I believe...that no matter how good a friend is, they are going to hurt you once in a while, and you must forgive them for that.

I believe...that just because someone doesn't love you the way you want them to doesn't mean they don't love you with all they have.

I believe...that it's taking me a long time to become the person I want to be.

I believe...that you should always leave loved ones with loving words. It may be the last time you see them.

I believe...that money is a lousy way to keep score.

and the big one for me today...

I believe...that you control your attitude or it will control you.

Ouch.

At 2:00 when I was seething with anger, I was working on my Bible study lesson. Yes, it was a fine state of mind to be in for that task. I prayed that there would be something for me in the lesson, or that God would just miraculously fix my bad attitude.

Today He didn't speak to me in Ephesians, instead He chose email.

Saturday, September 15, 2007

Things I've Learned While Being Trapped In The House



I haven't left my house since Wednesday. Had I known my 4 year old would wake up with a fever Thursday morning, I would have lived it up a little more on my last day out in the world. Although I can't remember things like when the last time was that I showered, I have learned a few tidbits of information during this time. You will all sleep much better at night knowing these things.
  • "Throw-up makes you lose something that your body needs, but Sprite gives it back to you. I'm not sure what it is that your body needs, but my cousin telled me that, so I know it's right. You can ask him if you want to know." Exact quote from the 4 year old.

  • I'm on a laundry strike - for one child anyway. I officially have 27 pairs of pajamas, 32 pairs of jeans/pants, 13 pairs of overalls, and more shirts than I was willing to count for my 19 month old. I spent some time the past couple of days doing the season transition of clothes for my kids. (If it hits 90 next week, it is my fault, sorry.) I have three fabulous people that have handed me boxes of clothes for my little guy. It is GREAT, but nothing short of overwhelming to wade through the masses of 18/24 month clothing!

  • My husband informed me that the two cows that I wrote about a few days ago have actually been living next to us for at least a year, if not two. And here I thought they just showed up. I'm pretty observant, huh? Told you farming and me don't mix. Couldn't resist throwing something more in about the cows.

  • You know a sick child is really bored when he hangs upsidedown off the couch to watch Bob the Builder...in Spanish.

  • You can't judge a movie by the back of its cover. My husband brought one home from our library (free check-out for a whole week!) that sounded really good, I would have picked it too. It wasn't so grand.

  • It officially takes a fever of 102.2 for my child to stop playing and lie down on the couch. I don't even need a thermometer anymore.

  • If I tell my 19 month old "no" or upset him in any way while we are standing on the wood floor, he will actually run to the carpet to throw his fit somewhere soft.
  • Everybody emails me when I have no time to reply and no one emails when I'm staring at the computer longing for some outside communication.

• SUPPLIED MATERIAL:
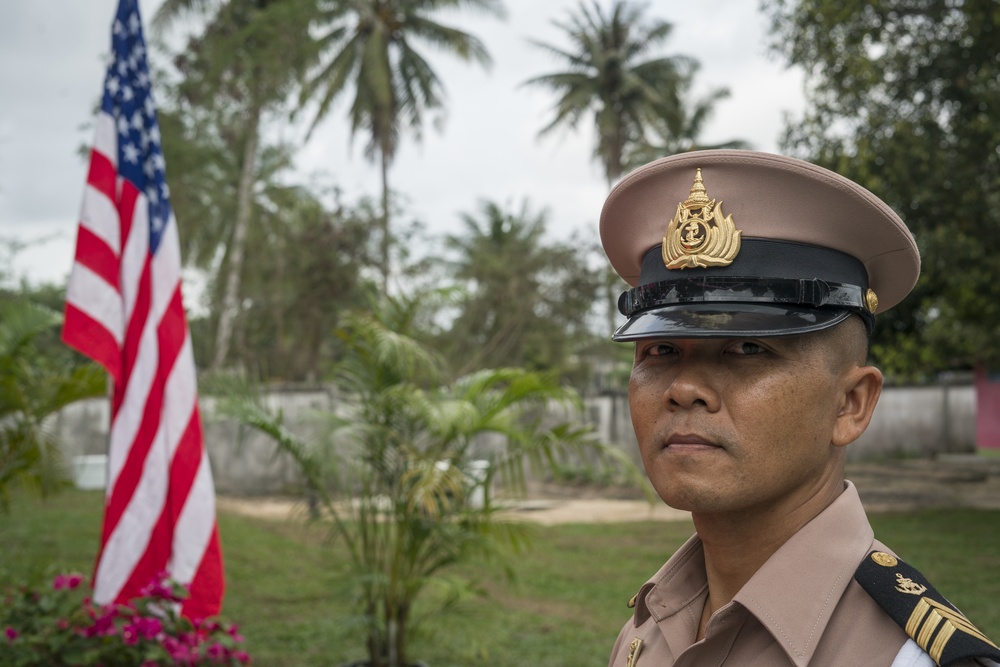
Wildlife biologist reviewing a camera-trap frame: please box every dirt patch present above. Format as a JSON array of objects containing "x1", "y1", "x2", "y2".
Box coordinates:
[{"x1": 217, "y1": 455, "x2": 1000, "y2": 525}]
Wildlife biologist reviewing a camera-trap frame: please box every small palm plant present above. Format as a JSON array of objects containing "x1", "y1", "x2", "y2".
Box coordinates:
[
  {"x1": 224, "y1": 300, "x2": 638, "y2": 667},
  {"x1": 0, "y1": 298, "x2": 106, "y2": 509}
]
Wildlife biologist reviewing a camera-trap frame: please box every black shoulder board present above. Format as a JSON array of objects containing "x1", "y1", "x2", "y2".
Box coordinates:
[{"x1": 854, "y1": 551, "x2": 1000, "y2": 667}]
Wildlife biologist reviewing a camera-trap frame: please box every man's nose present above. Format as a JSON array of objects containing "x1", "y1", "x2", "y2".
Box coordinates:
[{"x1": 663, "y1": 362, "x2": 722, "y2": 412}]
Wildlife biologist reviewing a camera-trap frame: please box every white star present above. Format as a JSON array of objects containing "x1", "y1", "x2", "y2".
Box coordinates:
[{"x1": 122, "y1": 142, "x2": 139, "y2": 164}]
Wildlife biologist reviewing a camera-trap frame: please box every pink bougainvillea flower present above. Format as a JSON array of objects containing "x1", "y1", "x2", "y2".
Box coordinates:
[
  {"x1": 205, "y1": 642, "x2": 229, "y2": 663},
  {"x1": 122, "y1": 623, "x2": 139, "y2": 646},
  {"x1": 133, "y1": 616, "x2": 163, "y2": 639}
]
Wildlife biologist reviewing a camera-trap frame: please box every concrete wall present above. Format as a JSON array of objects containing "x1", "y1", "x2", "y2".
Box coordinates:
[{"x1": 53, "y1": 385, "x2": 976, "y2": 495}]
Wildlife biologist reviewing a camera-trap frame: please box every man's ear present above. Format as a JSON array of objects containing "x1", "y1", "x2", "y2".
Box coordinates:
[{"x1": 833, "y1": 366, "x2": 882, "y2": 447}]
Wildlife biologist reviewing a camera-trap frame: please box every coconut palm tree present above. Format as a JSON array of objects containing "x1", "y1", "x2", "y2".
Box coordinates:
[
  {"x1": 300, "y1": 0, "x2": 502, "y2": 290},
  {"x1": 526, "y1": 0, "x2": 693, "y2": 187}
]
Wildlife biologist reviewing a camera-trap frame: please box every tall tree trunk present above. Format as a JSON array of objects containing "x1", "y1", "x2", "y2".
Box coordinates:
[
  {"x1": 380, "y1": 153, "x2": 392, "y2": 296},
  {"x1": 211, "y1": 107, "x2": 261, "y2": 370}
]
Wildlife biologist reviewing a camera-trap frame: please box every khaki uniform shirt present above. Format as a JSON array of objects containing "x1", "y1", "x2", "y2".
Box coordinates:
[{"x1": 609, "y1": 482, "x2": 988, "y2": 667}]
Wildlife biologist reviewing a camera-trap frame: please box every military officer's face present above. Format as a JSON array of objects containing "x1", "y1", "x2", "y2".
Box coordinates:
[{"x1": 629, "y1": 333, "x2": 856, "y2": 512}]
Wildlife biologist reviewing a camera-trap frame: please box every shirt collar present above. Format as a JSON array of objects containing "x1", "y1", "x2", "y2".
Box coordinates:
[
  {"x1": 733, "y1": 482, "x2": 875, "y2": 665},
  {"x1": 634, "y1": 481, "x2": 875, "y2": 665}
]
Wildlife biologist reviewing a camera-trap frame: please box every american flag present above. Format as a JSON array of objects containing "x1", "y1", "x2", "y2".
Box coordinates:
[{"x1": 62, "y1": 0, "x2": 224, "y2": 618}]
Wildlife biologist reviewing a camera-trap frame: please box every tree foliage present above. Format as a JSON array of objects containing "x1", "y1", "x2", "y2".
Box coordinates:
[
  {"x1": 215, "y1": 297, "x2": 639, "y2": 667},
  {"x1": 154, "y1": 0, "x2": 312, "y2": 368},
  {"x1": 764, "y1": 0, "x2": 1000, "y2": 378},
  {"x1": 300, "y1": 0, "x2": 502, "y2": 290},
  {"x1": 527, "y1": 0, "x2": 729, "y2": 185},
  {"x1": 0, "y1": 295, "x2": 106, "y2": 509},
  {"x1": 444, "y1": 201, "x2": 601, "y2": 380}
]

• TO BE DONE:
#1 In the blog post, write out the passage again starting at "Things I've Learned" and ending at "4 year old.", swapping "Sprite" for "ginger ale".
#2 Pick up the blog post after its final line and keep writing it.

• RESULTS FOR THE EXERCISE:
#1
Things I've Learned While Being Trapped In The House



I haven't left my house since Wednesday. Had I known my 4 year old would wake up with a fever Thursday morning, I would have lived it up a little more on my last day out in the world. Although I can't remember things like when the last time was that I showered, I have learned a few tidbits of information during this time. You will all sleep much better at night knowing these things.
  • "Throw-up makes you lose something that your body needs, but ginger ale gives it back to you. I'm not sure what it is that your body needs, but my cousin telled me that, so I know it's right. You can ask him if you want to know." Exact quote from the 4 year old.

#2
  • Waiting for the basement to be finished is like cleaning and flying. I really hate the process, but love the end result.

I just reread everything I have written. If I were someone else reading this post, this would be my comment: "Girl, you have GOT to get out more!" So, on that note, I think I will be done now.

Friday, September 14, 2007

10 Things


I didn't forget. This week was BE THANKFUL week for me! So here are 10 things that I am very thankful for.

In somewhat of the "right" order because my husband wouldn't appreciate being listed below the telephone.


  1. My God. I just started a new Bible Study that is forcing me to be more disciplined, more observant, and more determined to know God and His power. This is stretching me and so far I am loving it.

  2. My husband. Because he loves me whether I'm fat or not, pretty or not, happy or not, and cooking or not!

  3. My kids. They bring out the best in me and the worst in me. Sometimes I'm not very happy with their actions or attitude, but I'm still the one they come running to when their world gets turned upside down. This warms that spot in my heart that was filled with jealousy when everyone else had someone who called them "mama" and I couldn't have children.

  4. My Friends. I could say so much here, but I don't have much time before the kids wake up. I love you for filling my life with joy, laughter, and happiness!

  5. My parents and in-laws. Yes, I'm serious, my in-laws. I know, not many people say that. They are wonderful to us and to our children. No need goes unmet, and many "wants" get filled in the process too!

  6. My brother. He has made me look outside the box and see the world from a different perspective.

  7. My home. It's hard not to want bigger or better or decorated by someone who has a clue, but it is enough and more than we would ever really need.

  8. My telephone. Yep, there it is. It's my connection to the outside world when the walls feel like they're closing in.

  9. Fall weather. I love the not too hot, not too cold time of year. We can still be outside some, but it is the first glimpse that some of my favorite times of year are coming soon - my son's birthday, Christmas, my other son's birthday...it must be because I love shopping!

  10. Books. I love getting lost in another world, reading for advice, or just finding out opinions of others. I could spend entire days reading.

Nap time is over, so it's time to put my thankfulness to the test!

Tuesday, September 11, 2007

Fishing, Football, Farm Animals, and Freakishly Loud Music

What a night.

Our son has been begging to go fishing. He got a new fishing pole a couple of months ago and has been dying to break it in. So, finally, daddy agreed to take him. Daddy also thought this would be a fun family event for all to enjoy. This picture captured the one moment the the little one was actually sitting for more than 5 consecutive seconds. The look on my face about says it all.
The fish were not biting, so the next best thing was practicing casting the bait into the water.

It didn't take long for us to decide that there would be no fish caught on this evening. We went back up to the house for some football practice. We were actually amazed with the small amount of athletic talent that emerged.

Not to be outdone by big brother...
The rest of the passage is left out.